**Exercise directions**
Reproduce the records below in their entirety, character for character.

Supplied records: Begin

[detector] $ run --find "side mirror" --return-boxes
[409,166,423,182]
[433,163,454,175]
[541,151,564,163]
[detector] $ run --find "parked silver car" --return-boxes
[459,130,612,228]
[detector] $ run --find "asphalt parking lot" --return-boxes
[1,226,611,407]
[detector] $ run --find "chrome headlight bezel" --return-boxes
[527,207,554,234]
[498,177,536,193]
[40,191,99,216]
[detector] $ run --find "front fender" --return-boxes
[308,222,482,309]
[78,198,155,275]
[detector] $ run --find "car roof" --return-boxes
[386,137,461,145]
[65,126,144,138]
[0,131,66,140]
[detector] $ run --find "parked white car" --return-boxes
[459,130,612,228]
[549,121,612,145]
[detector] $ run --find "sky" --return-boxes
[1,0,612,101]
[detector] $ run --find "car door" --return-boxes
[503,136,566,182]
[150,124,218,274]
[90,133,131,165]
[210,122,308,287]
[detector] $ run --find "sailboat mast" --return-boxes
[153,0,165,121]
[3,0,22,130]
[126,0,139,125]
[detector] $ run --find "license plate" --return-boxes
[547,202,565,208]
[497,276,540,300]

Supplied records: End

**Output**
[detector] $ run --find "side mirror" --return-boxes
[409,166,423,182]
[433,163,454,175]
[541,151,564,163]
[detector] $ run --find "parked silver car" --return-boxes
[459,130,612,228]
[detector] $ run --find "asphalt parking lot" --return-boxes
[1,226,611,407]
[detector] $ run --find "chrome headlight bezel" --return-boxes
[527,207,554,234]
[498,177,536,193]
[40,191,99,216]
[detector] $ run --find "front fender" --return-boxes
[308,222,482,309]
[78,198,155,275]
[detector] $ run --find "car roof" --return-boxes
[386,137,461,145]
[65,126,144,138]
[0,131,66,140]
[detector] $ run --find "parked white car" --return-boxes
[459,130,612,228]
[549,121,612,145]
[detector] $ run --find "sky" --return-boxes
[1,0,612,101]
[detector] $ run --find "car door" --return-boxes
[503,136,566,182]
[150,124,218,274]
[90,133,131,165]
[210,122,308,287]
[detector] $ run --find "sailboat mast" --return-boxes
[153,0,165,121]
[3,0,22,130]
[126,0,139,125]
[detector] $ run --find "license plate" --return-boxes
[547,202,565,208]
[497,276,540,300]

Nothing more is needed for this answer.